▶ [WORK ORDER]: Your answer must be an exact transcription of every record.

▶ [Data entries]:
§ §

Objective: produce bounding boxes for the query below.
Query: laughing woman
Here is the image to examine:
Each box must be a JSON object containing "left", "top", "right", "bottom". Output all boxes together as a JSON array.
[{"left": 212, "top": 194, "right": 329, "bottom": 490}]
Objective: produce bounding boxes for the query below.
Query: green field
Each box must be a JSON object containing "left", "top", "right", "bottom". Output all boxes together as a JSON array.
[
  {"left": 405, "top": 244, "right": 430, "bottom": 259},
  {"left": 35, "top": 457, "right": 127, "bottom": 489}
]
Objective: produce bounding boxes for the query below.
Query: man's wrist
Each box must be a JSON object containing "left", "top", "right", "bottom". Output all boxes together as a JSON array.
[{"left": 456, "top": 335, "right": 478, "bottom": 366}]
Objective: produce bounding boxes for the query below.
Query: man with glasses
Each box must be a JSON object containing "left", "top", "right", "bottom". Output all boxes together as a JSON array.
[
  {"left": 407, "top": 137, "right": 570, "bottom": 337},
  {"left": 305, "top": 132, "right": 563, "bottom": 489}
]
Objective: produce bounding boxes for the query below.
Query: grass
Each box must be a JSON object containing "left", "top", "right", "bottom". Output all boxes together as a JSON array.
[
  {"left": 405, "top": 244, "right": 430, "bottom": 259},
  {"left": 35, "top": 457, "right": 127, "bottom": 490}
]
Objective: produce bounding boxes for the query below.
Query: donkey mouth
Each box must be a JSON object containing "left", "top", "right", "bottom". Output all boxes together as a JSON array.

§ §

▶ [RESPONSE BOX]:
Objective: produce bounding boxes for the query below.
Query: laughing woman
Here is the image to examine:
Each box must be a JSON object containing "left", "top", "right", "bottom". Output all boxes together as a JSON array.
[{"left": 212, "top": 194, "right": 329, "bottom": 490}]
Objective: produce bounding boxes for the query below.
Query: green field
Each box must be a JSON object containing "left", "top", "right", "bottom". Output all boxes together as a JSON array.
[
  {"left": 405, "top": 244, "right": 430, "bottom": 259},
  {"left": 35, "top": 457, "right": 127, "bottom": 489}
]
Objective: produce bounding boxes for the query below.
Query: man's wrist
Each box must be a JSON object containing "left", "top", "right", "bottom". Output all boxes together as a JSON array.
[{"left": 456, "top": 335, "right": 478, "bottom": 366}]
Objective: produce bounding boxes for the query below.
Query: man with glasses
Each box must be a JSON object containing "left", "top", "right", "bottom". Output all boxes together as a JSON array.
[
  {"left": 407, "top": 137, "right": 570, "bottom": 337},
  {"left": 305, "top": 132, "right": 563, "bottom": 489}
]
Objective: produce bounding boxes for the query below.
Query: grass
Each box must be a JSON object containing "left", "top", "right", "bottom". Output all boxes together as a JSON array.
[
  {"left": 405, "top": 244, "right": 430, "bottom": 259},
  {"left": 35, "top": 457, "right": 127, "bottom": 490}
]
Objective: produce bounding boxes for the query below.
Query: donkey mouth
Each box must be a JSON object containing "left", "top", "right", "bottom". Output all boxes together as a JSON array.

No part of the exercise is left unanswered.